GIVEN RECORDS.
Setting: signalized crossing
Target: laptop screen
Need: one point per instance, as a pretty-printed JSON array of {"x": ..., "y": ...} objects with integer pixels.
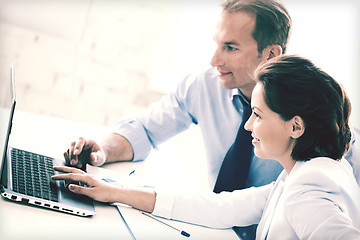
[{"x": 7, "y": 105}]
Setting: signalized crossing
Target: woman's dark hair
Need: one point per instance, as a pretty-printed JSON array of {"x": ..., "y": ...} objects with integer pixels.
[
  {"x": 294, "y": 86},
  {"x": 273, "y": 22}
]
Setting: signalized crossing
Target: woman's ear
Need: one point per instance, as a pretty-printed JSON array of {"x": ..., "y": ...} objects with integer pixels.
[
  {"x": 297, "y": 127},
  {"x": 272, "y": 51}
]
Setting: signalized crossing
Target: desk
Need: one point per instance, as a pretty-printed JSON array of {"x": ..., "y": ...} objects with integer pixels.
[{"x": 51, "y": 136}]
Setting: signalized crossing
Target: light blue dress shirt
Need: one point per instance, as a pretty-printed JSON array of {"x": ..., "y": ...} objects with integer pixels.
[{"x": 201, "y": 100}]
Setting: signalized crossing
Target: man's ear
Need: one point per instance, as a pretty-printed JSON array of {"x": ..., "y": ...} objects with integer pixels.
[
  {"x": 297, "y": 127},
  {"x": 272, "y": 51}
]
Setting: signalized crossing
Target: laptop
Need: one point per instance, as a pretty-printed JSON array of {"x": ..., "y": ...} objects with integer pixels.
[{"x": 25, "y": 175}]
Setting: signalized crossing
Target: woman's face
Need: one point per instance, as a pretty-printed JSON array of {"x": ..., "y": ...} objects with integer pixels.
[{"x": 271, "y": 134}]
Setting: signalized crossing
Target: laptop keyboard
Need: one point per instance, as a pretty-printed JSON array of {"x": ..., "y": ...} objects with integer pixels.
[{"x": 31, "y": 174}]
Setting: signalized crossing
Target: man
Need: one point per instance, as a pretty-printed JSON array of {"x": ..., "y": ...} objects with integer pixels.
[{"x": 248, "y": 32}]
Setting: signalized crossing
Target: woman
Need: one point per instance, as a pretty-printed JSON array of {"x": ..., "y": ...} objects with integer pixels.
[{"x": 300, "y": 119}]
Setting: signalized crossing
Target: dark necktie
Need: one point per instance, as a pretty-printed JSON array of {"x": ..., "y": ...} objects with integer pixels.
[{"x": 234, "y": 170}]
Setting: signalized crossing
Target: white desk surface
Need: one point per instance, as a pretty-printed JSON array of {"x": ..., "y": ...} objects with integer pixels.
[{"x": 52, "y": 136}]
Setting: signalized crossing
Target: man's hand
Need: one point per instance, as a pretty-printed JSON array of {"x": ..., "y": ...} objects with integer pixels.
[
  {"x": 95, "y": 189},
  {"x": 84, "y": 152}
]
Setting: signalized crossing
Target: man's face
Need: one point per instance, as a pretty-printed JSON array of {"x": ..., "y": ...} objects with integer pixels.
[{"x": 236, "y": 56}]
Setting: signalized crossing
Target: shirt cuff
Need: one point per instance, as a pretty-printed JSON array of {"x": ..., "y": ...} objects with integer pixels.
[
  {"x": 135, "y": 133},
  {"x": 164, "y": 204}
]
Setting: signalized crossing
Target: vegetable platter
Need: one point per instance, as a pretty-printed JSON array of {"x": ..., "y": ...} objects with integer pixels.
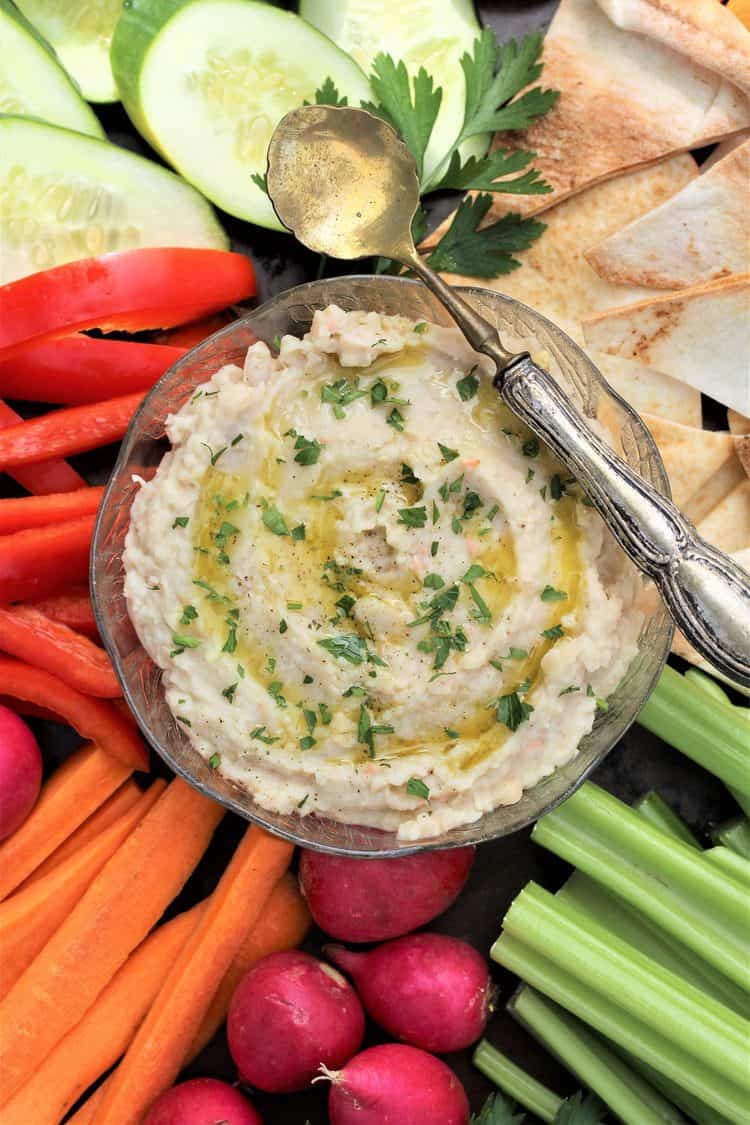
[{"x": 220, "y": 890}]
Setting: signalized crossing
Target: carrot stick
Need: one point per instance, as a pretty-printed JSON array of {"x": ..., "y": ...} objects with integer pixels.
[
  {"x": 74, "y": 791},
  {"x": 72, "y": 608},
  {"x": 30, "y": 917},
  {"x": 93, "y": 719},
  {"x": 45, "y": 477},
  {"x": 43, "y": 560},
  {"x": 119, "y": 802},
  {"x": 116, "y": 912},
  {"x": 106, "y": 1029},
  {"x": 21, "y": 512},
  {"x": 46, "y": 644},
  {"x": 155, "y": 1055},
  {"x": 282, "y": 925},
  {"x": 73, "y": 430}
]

WHAT THE TASK REQUIRES.
Copy every line from the material in which the word "woman" can be found.

FINISHED EXERCISE.
Target: woman's dark hair
Target: woman's ear
Target: woman's face
Target: woman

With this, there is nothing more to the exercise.